Object position labeling entries:

□ □ □ □ □ □ □

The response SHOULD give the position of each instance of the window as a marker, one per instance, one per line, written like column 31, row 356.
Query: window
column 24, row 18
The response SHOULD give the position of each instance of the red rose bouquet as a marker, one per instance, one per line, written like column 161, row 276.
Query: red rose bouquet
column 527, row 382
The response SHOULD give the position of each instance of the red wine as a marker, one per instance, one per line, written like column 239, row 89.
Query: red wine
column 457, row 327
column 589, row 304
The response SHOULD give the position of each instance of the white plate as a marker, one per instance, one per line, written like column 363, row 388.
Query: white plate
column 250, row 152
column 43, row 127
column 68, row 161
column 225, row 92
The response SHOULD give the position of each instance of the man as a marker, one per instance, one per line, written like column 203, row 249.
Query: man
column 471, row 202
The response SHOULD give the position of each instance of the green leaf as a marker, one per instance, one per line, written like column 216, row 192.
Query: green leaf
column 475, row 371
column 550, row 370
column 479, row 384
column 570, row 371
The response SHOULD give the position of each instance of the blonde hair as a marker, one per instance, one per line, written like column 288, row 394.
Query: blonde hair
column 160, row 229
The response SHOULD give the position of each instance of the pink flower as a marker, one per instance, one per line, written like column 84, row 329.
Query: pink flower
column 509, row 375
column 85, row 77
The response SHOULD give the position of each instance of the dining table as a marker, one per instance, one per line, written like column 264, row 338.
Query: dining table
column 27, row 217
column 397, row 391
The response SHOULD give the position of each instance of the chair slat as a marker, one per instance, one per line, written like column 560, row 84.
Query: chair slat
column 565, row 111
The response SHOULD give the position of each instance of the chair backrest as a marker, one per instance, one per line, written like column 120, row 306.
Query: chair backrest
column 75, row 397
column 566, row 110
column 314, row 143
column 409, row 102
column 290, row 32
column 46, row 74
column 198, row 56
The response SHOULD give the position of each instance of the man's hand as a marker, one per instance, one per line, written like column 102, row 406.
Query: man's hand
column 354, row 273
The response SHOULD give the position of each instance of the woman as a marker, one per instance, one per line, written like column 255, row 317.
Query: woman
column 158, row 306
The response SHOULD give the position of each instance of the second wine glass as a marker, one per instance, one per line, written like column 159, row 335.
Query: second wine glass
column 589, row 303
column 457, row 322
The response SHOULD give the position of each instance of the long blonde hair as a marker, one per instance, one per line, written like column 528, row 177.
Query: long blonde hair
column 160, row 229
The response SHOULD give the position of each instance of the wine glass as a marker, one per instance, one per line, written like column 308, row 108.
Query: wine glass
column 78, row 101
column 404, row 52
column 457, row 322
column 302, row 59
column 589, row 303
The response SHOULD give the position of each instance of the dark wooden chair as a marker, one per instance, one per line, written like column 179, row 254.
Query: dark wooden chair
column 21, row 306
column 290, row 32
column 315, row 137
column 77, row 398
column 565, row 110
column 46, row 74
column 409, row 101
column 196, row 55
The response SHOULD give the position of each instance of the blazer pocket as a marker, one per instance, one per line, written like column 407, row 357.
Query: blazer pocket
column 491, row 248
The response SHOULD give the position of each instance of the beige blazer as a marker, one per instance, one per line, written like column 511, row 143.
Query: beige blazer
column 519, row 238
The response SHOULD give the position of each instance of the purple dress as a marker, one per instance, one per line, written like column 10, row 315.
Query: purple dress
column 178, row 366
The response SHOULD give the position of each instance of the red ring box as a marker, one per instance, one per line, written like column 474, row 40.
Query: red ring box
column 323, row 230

□ □ □ □ □ □ □

Objective: Substitute "point" for each occurrence of "marker" throughout the material above, and give all of it back with everything else left as it is.

Response to the exercise:
The response SHOULD give the position of each instance of the window as a point, one per instance, one per line, written like column 31, row 356.
Query: window
column 24, row 18
The response SHOULD give the position of each instance of the red rose bouquet as a point, one per instance, one per line, written like column 161, row 276.
Query: red rose bouquet
column 527, row 382
The response SHOULD give the position of each instance of the red wine as a point, one per instance, one per line, written like column 239, row 89.
Query: red wine
column 457, row 327
column 589, row 304
The response SHOULD give the position of each instance of the white plate as a point, one per instance, one per line, written like column 363, row 388.
Query: white plate
column 250, row 152
column 43, row 127
column 68, row 161
column 225, row 92
The response SHOULD give the position of each instance of the man as a point, one per instance, one per line, written like column 203, row 249.
Query: man
column 471, row 202
The response SHOULD give the position of each instance of the green leaf as a point, one per instance, one per line, written like column 216, row 192.
Query: green leaf
column 475, row 371
column 550, row 370
column 479, row 384
column 570, row 371
The response SHOULD give the position of each instance of the blonde hair as a point, one per instance, one per line, written like column 288, row 394.
Query: blonde hair
column 160, row 229
The response SHOULD give the position of each instance of the pink flower as a point, one per instance, one per line, written like column 84, row 329.
Query: pink flower
column 509, row 375
column 85, row 77
The response SHOULD give the position of each instance of the dining table as a point, one per instance, one per line, written like column 264, row 338.
Query: dining table
column 27, row 217
column 397, row 391
The response SHOULD give the position of each instance of the chair slat as a point, one per instance, one per line, written like column 560, row 84.
Query: chair slat
column 565, row 111
The response SHOULD give the position of each instance of the chair backrest as a point, one per instance, one per line, written like column 120, row 306.
Query: chair backrest
column 75, row 397
column 566, row 110
column 314, row 143
column 409, row 102
column 290, row 32
column 46, row 74
column 198, row 56
The response SHOULD give the position of each instance of the man's hand as a point, one per instance, one per line, written like column 102, row 406.
Query: man's hand
column 354, row 273
The response SHOULD give the position of each instance of the woman as a point, one per instance, one per line, written like column 255, row 317.
Query: woman
column 158, row 306
The response SHOULD give the position of each instance of the second wine glass as a point, one per instance, one per line, written like column 159, row 335.
Query: second wine glass
column 589, row 303
column 457, row 322
The response SHOULD give the position of each instance of the long blonde hair as a point, one per instance, one per line, written like column 528, row 177.
Query: long blonde hair
column 160, row 229
The response SHOULD give the position of each instance of the wine glass as a point, one per instance, one per line, written like column 308, row 108.
Query: wine glass
column 78, row 101
column 404, row 52
column 457, row 322
column 302, row 59
column 589, row 303
The response SHOULD give the position of each instance of the dark wooden chair as a point, one per instance, one per line, written like column 179, row 254.
Query: dark wooden chair
column 21, row 306
column 290, row 32
column 315, row 137
column 77, row 398
column 565, row 110
column 46, row 74
column 409, row 101
column 196, row 55
The response SHOULD give the position of each instance of the blazer pocket as a point, one per instance, one per line, written like column 407, row 357.
Query: blazer pocket
column 491, row 248
The response SHOULD give the position of each instance of the beige blazer as a point, one per instance, one per line, written like column 511, row 143.
Query: beige blazer
column 519, row 238
The response SHOULD give the position of each instance of the purple dress as a point, one per instance, one per line, written like column 10, row 315.
Query: purple dress
column 178, row 366
The response SHOULD give the position of each instance of the red ring box as a point, one per instance, one per line, written like column 474, row 40.
Query: red ring box
column 323, row 230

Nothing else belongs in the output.